#### Source extract

THE Western Cape High Court earlier this week dismissed an exception raised by the Road Accident Fund (RAF) in its defence of a claim by a woman who suffered a spinal injury in a car accident.
The fund had made the point that a chiropractor who submitted a report on behalf of Michelle Geel was not a "medical practitioner" within the meaning of section 24(2)(a) of the Road Accident Fund Act and that, as a result, her claim was not acceptable.
This judgment is one in a long line which berates the fund for sending matters to trial where there were no triable issues. In December, the South Gauteng High Court said in a judgment that this practice should be discouraged as it led to a complete waste of the court’s time.
The chiropractor who treated Ms Geel recorded that she had sustained "fairly severe" injuries to her neck and back, and that she would be required to undergo one to two chiropractic manipulative therapy treatments per month indefinitely, at a current estimated cost of R400 per treatment.
In the case before Judge Ashley Binns-Ward, the fund contended that the Health Professions Act of 1974 defined "medical practitioner" as a person registered under that act and that chiropractors did not qualify for registration under that act, falling instead to be registered in terms of the Allied Health Professions Act of 1982.
The parties agreed that if the court sided with the fund, the claim would have since been extinguished by prescription. The effect of this is that if the fund’s understanding of the act were to be upheld, so too should its special plea of prescription.
Judge Binns-Ward said the purpose of section 24(2)(a) of the Road Accident Fund Act was clear, and was a matter on which there was no excuse for uncertainty or doubt by the fund. The judge said in one case, Supreme Court of Appeal Judge Craig Howie emphasised that it was the function of the fund to investigate and settle compensation claims under the statute and to defend matters only "when litigation is responsibly contestable".

########
#### Data listing

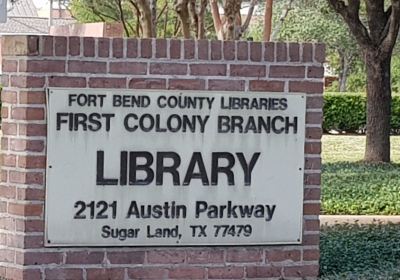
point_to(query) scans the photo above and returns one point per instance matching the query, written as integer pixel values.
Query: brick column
(32, 63)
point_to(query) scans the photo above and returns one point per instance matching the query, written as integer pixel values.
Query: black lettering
(100, 180)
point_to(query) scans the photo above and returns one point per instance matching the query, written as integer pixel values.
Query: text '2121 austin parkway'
(142, 168)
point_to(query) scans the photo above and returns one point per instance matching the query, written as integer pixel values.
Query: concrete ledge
(329, 220)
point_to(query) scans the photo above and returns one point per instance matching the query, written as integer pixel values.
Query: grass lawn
(360, 252)
(351, 187)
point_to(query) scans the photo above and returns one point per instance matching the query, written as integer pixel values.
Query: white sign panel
(168, 168)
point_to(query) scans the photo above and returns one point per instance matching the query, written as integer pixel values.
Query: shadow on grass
(360, 252)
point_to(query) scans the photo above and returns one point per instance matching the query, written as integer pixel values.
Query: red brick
(9, 160)
(3, 207)
(33, 46)
(166, 256)
(319, 53)
(33, 242)
(88, 47)
(77, 82)
(202, 49)
(302, 271)
(227, 85)
(147, 273)
(146, 48)
(105, 274)
(9, 65)
(216, 50)
(30, 225)
(311, 225)
(132, 48)
(32, 129)
(282, 255)
(9, 96)
(244, 255)
(186, 273)
(229, 272)
(168, 68)
(46, 46)
(294, 52)
(32, 162)
(130, 68)
(84, 257)
(248, 71)
(242, 50)
(7, 223)
(147, 83)
(103, 47)
(26, 177)
(7, 191)
(306, 86)
(25, 209)
(79, 66)
(118, 47)
(313, 164)
(186, 84)
(204, 256)
(229, 48)
(312, 179)
(208, 69)
(7, 255)
(315, 102)
(188, 49)
(74, 46)
(175, 49)
(60, 46)
(311, 239)
(5, 80)
(136, 257)
(311, 208)
(287, 71)
(63, 273)
(107, 82)
(27, 81)
(4, 112)
(307, 52)
(263, 272)
(19, 113)
(161, 48)
(4, 143)
(281, 52)
(274, 86)
(255, 51)
(30, 194)
(4, 176)
(32, 97)
(269, 52)
(35, 258)
(315, 72)
(311, 255)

########

> _Tasks to complete_:
[a] From the article on the Road Accident Fund case, copy word for word the passage that begins at "This judgment is" and stops after "Act of 1982.".
[b] Using the article on the Road Accident Fund case, mark each statement yes or no and quote the deciding words: (i) The chiropractor put the cost of each treatment at R400. (ii) The South Gauteng High Court judgment mentioned in the article was given in January. (iii) The fund argued that chiropractors are registered under the Allied Health Professions Act of 1982.

> _Response list_:
[a]
This judgment is one in a long line which berates the fund for sending matters to trial where there were no triable issues. In December, the South Gauteng High Court said in a judgment that this practice should be discouraged as it led to a complete waste of the court’s time.
The chiropractor who treated Ms Geel recorded that she had sustained "fairly severe" injuries to her neck and back, and that she would be required to undergo one to two chiropractic manipulative therapy treatments per month indefinitely, at a current estimated cost of R400 per treatment.
In the case before Judge Ashley Binns-Ward, the fund contended that the Health Professions Act of 1974 defined "medical practitioner" as a person registered under that act and that chiropractors did not qualify for registration under that act, falling instead to be registered in terms of the Allied Health Professions Act of 1982.

[b]
(i) Yes: "at a current estimated cost of R400 per treatment"
(ii) No: "In December, the South Gauteng High Court said in a judgment"
(iii) Yes: "falling instead to be registered in terms of the Allied Health Professions Act of 1982"